──────── Material provided ────────

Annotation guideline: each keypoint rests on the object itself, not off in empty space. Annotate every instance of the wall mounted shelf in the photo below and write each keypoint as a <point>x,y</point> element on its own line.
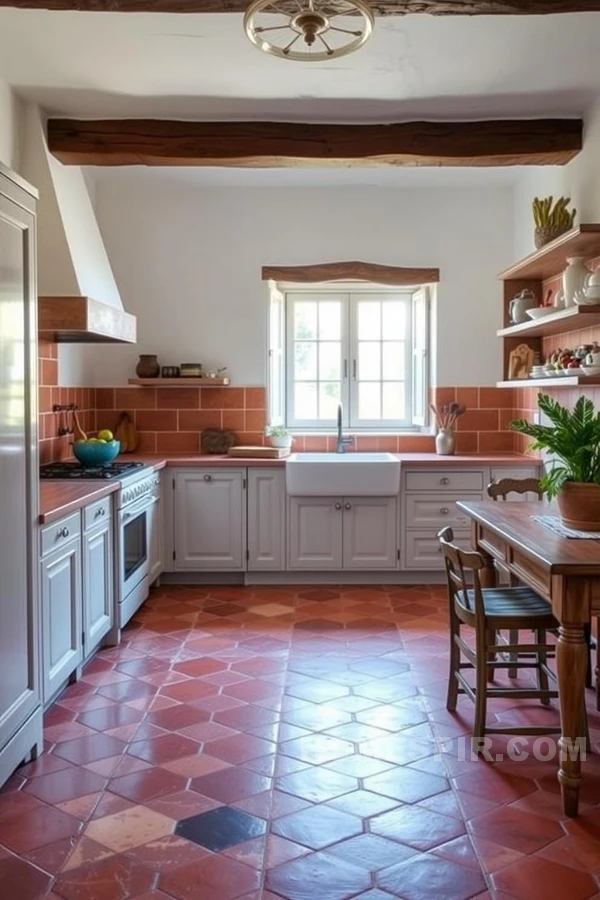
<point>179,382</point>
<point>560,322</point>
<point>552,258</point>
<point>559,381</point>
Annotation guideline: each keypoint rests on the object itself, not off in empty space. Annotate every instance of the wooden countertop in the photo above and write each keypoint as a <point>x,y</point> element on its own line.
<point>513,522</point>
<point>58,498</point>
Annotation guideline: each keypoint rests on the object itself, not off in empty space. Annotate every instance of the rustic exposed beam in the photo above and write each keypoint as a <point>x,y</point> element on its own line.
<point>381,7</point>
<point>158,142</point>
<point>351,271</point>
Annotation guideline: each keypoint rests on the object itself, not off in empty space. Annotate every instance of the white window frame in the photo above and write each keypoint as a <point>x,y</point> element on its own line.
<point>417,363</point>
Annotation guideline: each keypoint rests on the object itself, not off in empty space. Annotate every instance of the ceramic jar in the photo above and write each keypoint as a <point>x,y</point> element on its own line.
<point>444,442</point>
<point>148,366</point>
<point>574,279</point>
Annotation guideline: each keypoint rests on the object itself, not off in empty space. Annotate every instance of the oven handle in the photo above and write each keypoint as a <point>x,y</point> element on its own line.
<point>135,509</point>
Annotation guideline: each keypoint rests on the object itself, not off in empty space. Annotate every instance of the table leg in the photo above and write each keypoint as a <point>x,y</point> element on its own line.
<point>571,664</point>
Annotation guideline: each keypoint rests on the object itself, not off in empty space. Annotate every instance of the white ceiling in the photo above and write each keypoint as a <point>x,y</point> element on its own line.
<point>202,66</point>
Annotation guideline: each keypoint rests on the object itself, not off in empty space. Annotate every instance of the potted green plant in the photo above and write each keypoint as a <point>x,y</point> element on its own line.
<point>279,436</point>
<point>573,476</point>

────────

§ Task
Print the listing above in full, exactly as written. Omit any pictures.

§ Result of the exercise
Annotation guideline: each keypoint rests on the object itself, not off in empty space. Annotate every instance of the wall mounted shelf in the photo below and write each keypoint as a <point>x,y</point> element on its own line.
<point>179,382</point>
<point>560,322</point>
<point>552,258</point>
<point>559,381</point>
Annotation guideline: each keypoint rests on the object itself, not off in empty space. Annotate every instance of the wooden countertop in the photo above and write each keypoint as a <point>x,y</point> element on its own line.
<point>513,522</point>
<point>58,498</point>
Annotation guideline: each keypoint rests on the object itself, not off in empty space. Annotate every instance of the rustic exposed beam in the photo above and write each keypoint as a <point>x,y</point> element on its own line.
<point>381,7</point>
<point>158,142</point>
<point>351,271</point>
Annotation guideline: each keypoint rests on the object itself, not off in empty space. Annotate every instance of the white window frame in the photo above and write each keypoint as a <point>x,y</point> element on its own line.
<point>417,363</point>
Annotation guideline: each keypoint rests on the object itself, not off in empty space. Annotate every instance of the ceramic jar in the photo above and write each keypoint as a <point>x,y</point> element on its own line.
<point>444,442</point>
<point>148,366</point>
<point>574,279</point>
Annotation guideline: each keypoint rests on the object itself, not off in empty space. Annotate every instance of the oven handle in the photo above and write each keypoint as a <point>x,y</point> element on its own line.
<point>135,509</point>
Annotation guideline: each keypoint rests on the object itself, not off in empty space. Annotate every instance of the table leg in the photo above and write each keypoint as a <point>x,y</point> element on its own line.
<point>571,664</point>
Annotation guideline: each keypoint rests on the object itself, not off in empty space. Annotate every instance of the white ceiling in the photo above and write each keypoint as a <point>x,y</point> element on its own line.
<point>202,66</point>
Annotation guideline: each keypoint rests on the object itself, not off in empty space. Annotate every instance of the potted green plant in the photo above and write each keypoint as a <point>x,y</point> element on its own line.
<point>279,436</point>
<point>573,476</point>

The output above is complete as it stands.